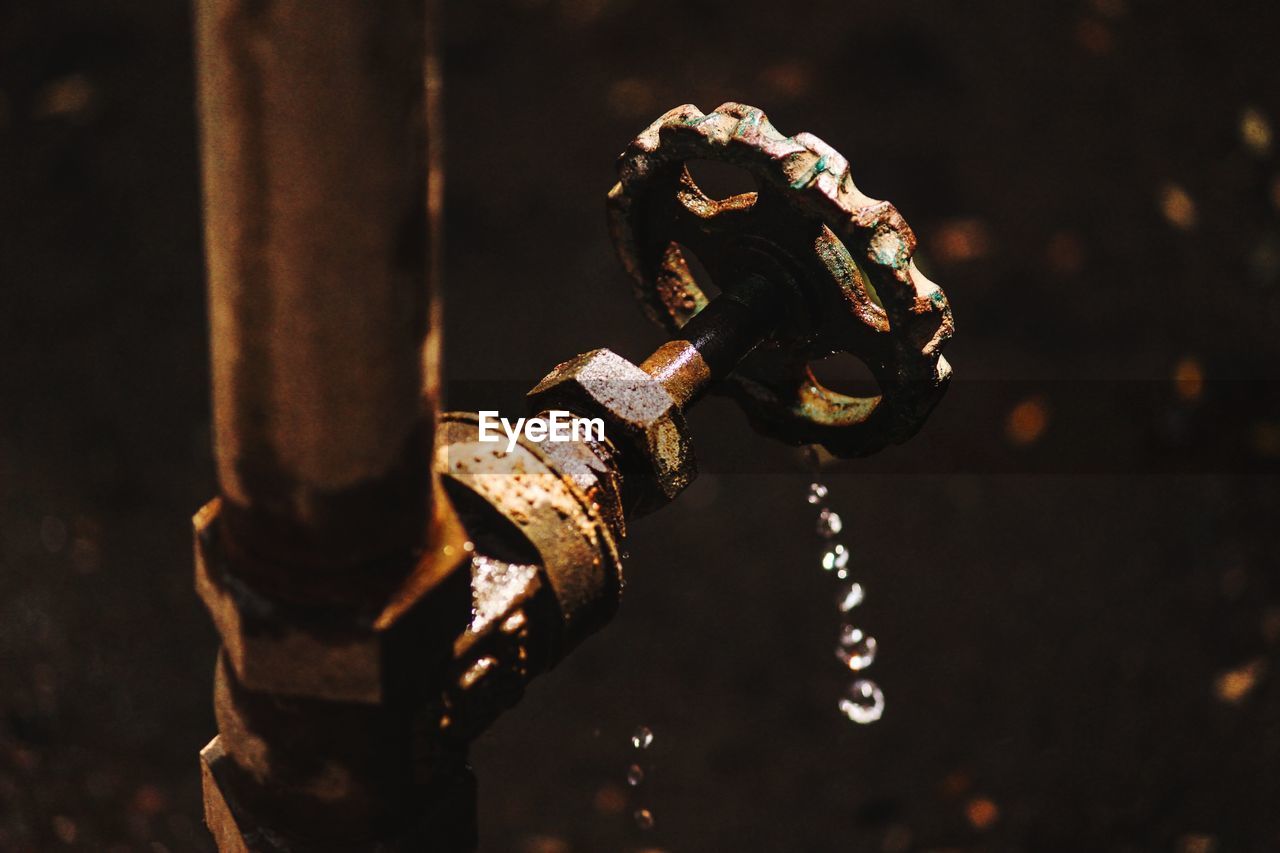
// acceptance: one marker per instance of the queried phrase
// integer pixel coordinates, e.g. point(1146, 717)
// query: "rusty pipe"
point(328, 565)
point(315, 174)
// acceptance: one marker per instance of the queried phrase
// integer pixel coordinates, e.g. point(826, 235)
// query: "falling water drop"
point(836, 557)
point(856, 649)
point(641, 738)
point(850, 597)
point(863, 702)
point(830, 523)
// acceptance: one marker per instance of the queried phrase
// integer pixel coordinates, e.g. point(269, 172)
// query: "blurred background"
point(1070, 570)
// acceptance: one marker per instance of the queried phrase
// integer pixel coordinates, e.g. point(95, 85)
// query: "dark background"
point(1070, 570)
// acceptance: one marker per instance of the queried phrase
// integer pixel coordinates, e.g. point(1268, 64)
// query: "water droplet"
point(830, 523)
point(856, 649)
point(837, 557)
point(863, 702)
point(641, 738)
point(850, 597)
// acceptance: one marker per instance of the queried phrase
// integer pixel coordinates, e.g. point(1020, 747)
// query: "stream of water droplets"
point(863, 701)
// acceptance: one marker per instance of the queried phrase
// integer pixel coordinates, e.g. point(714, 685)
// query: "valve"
point(808, 267)
point(346, 701)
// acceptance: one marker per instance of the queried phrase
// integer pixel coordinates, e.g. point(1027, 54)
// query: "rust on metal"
point(840, 260)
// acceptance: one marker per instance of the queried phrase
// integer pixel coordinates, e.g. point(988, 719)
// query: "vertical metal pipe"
point(334, 587)
point(315, 173)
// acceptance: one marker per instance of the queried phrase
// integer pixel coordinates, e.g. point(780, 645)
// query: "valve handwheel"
point(840, 260)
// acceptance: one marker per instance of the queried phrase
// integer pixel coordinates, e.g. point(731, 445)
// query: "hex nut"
point(638, 414)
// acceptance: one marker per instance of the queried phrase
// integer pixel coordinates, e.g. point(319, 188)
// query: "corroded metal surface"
point(333, 566)
point(841, 260)
point(547, 571)
point(638, 410)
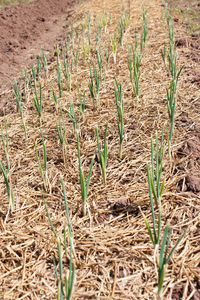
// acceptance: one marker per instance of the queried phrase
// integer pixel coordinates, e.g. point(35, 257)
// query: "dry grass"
point(114, 253)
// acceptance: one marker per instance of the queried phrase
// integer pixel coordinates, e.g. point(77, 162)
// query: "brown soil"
point(114, 255)
point(27, 28)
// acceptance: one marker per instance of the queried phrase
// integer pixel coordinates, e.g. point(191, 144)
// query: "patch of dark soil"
point(124, 207)
point(25, 29)
point(190, 166)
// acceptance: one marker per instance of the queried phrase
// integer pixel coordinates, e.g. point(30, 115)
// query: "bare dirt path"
point(27, 28)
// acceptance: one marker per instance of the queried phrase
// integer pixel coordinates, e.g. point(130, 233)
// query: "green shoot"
point(83, 183)
point(103, 154)
point(100, 62)
point(55, 99)
point(163, 53)
point(86, 50)
point(37, 98)
point(120, 114)
point(43, 166)
point(134, 65)
point(145, 30)
point(124, 21)
point(107, 53)
point(114, 47)
point(165, 257)
point(61, 129)
point(72, 115)
point(18, 96)
point(6, 169)
point(65, 283)
point(82, 101)
point(156, 191)
point(98, 33)
point(68, 70)
point(60, 86)
point(94, 83)
point(104, 21)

- - -

Directions for this task = Copy word for word the lines above, starting at the line containing "e.g. point(780, 645)" and ending at the line containing "e.g. point(35, 257)", inclusive, with no pictures.

Response =
// integer pixel coordinates, e.g. point(780, 645)
// query: "valve handwheel"
point(840, 260)
// acceptance: one marker per instance of the queried phrase
// integer pixel coordinates, e.g. point(731, 445)
// query: "hex nut"
point(638, 414)
// acceptance: one marker per instance of the queried phrase
// integer pixel coordinates, e.g. point(319, 188)
// query: "corroded metal surface"
point(333, 566)
point(841, 260)
point(547, 571)
point(638, 410)
// acceptance: one marker per instance of the queried phrase
// integer pixel coordinates, e.g. point(35, 257)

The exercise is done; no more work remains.